O que se pede. Copie fielmente as linhas abaixo, começando pela que contém "Where can you spot the potted" e terminando na última, ambas incluídas.

Linhas listadas.
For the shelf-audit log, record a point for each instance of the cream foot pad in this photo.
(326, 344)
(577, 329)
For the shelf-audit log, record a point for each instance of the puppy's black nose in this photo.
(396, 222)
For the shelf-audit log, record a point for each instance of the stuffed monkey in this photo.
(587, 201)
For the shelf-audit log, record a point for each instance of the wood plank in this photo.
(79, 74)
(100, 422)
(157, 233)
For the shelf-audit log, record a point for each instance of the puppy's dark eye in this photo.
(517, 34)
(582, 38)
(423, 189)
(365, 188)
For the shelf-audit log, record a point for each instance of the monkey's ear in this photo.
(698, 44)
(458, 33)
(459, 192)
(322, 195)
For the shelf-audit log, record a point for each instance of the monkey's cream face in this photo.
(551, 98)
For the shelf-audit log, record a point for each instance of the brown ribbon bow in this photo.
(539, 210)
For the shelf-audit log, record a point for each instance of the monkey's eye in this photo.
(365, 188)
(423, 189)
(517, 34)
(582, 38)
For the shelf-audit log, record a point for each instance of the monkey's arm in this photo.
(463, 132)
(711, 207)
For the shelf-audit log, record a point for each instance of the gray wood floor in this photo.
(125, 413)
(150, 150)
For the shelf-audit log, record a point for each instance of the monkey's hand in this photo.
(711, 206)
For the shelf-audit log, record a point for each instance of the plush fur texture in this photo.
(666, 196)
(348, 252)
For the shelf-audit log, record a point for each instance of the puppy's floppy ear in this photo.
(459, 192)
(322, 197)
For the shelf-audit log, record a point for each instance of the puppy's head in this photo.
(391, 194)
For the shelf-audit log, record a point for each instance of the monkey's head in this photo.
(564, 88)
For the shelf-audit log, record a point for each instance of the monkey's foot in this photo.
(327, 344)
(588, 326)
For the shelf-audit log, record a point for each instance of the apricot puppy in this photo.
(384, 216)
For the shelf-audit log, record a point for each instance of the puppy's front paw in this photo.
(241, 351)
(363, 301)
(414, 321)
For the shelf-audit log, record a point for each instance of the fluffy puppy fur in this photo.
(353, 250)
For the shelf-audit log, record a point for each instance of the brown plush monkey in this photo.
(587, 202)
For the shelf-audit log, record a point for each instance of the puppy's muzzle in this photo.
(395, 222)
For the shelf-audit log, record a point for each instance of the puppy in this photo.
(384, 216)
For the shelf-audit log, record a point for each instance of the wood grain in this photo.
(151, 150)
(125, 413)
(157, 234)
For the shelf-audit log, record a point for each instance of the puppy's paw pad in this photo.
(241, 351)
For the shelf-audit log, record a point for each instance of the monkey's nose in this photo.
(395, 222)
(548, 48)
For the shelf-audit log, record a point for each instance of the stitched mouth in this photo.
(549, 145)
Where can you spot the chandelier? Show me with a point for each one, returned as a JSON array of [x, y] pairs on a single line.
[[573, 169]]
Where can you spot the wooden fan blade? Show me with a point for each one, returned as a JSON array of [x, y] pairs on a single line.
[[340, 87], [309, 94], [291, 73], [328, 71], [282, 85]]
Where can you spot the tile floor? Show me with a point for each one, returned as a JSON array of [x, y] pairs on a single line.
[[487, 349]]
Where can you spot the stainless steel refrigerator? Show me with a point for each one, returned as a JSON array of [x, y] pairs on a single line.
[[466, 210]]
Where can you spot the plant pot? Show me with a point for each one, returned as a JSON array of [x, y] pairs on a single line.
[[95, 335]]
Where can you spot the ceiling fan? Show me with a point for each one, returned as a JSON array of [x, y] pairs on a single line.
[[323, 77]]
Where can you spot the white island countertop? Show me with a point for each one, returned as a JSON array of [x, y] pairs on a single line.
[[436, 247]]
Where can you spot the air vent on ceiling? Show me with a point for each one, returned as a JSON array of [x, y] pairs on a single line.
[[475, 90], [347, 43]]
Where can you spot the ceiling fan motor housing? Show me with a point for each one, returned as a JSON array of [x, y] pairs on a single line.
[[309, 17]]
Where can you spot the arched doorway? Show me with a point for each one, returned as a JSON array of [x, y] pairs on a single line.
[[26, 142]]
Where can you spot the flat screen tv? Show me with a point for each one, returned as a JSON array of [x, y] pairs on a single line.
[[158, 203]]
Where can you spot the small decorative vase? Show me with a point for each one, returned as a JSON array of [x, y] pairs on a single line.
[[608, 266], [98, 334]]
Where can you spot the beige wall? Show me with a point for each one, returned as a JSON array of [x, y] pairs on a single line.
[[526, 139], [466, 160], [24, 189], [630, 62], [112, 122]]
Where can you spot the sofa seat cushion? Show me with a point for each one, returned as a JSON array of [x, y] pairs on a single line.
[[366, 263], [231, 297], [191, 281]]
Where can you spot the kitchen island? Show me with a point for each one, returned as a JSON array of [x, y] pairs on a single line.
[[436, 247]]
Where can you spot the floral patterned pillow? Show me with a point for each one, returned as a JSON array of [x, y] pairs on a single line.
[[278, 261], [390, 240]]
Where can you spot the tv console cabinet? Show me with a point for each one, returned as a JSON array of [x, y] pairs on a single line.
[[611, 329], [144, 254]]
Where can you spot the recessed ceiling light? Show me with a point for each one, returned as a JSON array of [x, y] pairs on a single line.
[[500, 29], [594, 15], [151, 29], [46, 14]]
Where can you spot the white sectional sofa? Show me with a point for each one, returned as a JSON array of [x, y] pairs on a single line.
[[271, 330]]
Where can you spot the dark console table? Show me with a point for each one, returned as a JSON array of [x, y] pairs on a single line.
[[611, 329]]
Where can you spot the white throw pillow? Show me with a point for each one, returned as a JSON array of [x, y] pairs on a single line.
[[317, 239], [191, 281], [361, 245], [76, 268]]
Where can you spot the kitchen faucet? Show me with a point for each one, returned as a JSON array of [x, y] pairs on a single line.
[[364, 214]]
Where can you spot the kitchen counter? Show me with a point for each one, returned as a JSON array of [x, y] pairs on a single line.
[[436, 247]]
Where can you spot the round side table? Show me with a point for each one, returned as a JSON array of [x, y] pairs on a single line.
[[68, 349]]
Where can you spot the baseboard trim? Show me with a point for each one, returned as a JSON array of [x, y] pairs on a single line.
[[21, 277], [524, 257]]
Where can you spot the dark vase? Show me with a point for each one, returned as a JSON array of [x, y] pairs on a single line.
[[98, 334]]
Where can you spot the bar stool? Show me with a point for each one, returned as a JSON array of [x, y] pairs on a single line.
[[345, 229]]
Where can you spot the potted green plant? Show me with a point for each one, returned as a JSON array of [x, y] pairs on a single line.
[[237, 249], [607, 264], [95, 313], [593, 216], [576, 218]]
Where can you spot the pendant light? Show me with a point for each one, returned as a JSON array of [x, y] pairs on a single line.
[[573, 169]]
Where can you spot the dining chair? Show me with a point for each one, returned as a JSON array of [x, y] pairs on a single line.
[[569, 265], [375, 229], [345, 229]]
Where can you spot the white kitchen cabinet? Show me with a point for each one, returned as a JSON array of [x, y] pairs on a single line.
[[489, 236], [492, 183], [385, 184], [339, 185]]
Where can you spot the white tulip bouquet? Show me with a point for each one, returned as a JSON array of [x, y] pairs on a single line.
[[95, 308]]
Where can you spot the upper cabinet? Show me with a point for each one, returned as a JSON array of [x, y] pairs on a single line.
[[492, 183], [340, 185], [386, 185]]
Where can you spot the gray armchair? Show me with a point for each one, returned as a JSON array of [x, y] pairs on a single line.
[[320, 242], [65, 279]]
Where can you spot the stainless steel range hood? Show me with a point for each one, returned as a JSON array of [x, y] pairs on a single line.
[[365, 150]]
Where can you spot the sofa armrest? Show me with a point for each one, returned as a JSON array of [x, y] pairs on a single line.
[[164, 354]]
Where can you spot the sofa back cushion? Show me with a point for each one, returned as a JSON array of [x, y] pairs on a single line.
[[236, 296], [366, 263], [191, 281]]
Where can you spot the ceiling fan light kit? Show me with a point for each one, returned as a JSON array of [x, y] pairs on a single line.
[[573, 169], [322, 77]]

Resolução.
Where can you spot the potted green plant? Show me with a point for each one, returned as a JSON array of [x, y] pairs on a single line.
[[237, 249], [607, 264], [95, 313], [593, 216], [576, 218]]
Where can you spot the pendant light? Show me with a point for each one, returned as a JSON array of [x, y] pairs on a single line.
[[573, 169]]
Where can you spot the dining chair? Show me with a point for each one, returned as a JSON array of [x, y] pairs on a single line.
[[569, 265], [375, 229], [345, 229]]
Where can you spot the white kitchen cabinet? Show me with a point for each one, returned as a JSON array of [x, y] pairs on a single line.
[[489, 236], [492, 183], [385, 184], [339, 185]]
Where can you spot the white tulip bouquet? Show me with a point for each one, returned as a JSON array of [x, y] pairs on a single line.
[[95, 308]]
Where can you spot the upper cabinet? Show me with a point for each one, returned as a JSON array of [x, y] pairs on a single line.
[[492, 183], [340, 185], [386, 185]]
Where can you spot the gray armchair? Show me with a point for each one, returned as a JSON array of [x, y] pairs on a single line.
[[320, 242], [65, 279]]
Where can you spot the stainless steel range hood? Show me with a point for each one, returned as a JSON array of [x, y] pairs on a single line.
[[365, 150]]
Where can you spot the sofa armrest? Show me with a point for each one, returned as a JSON array of [x, y] pairs on a single line.
[[164, 354]]
Where can you spot the sofa back cushion? Show me with a point for each one, returned as a JSON array of [x, y] pairs on a single line.
[[236, 296], [366, 263], [191, 281]]
Where can you spot the ceiling fan light kit? Show me with a point for each one, returned as a JSON array of [x, y] pairs on a single line.
[[573, 169], [322, 77]]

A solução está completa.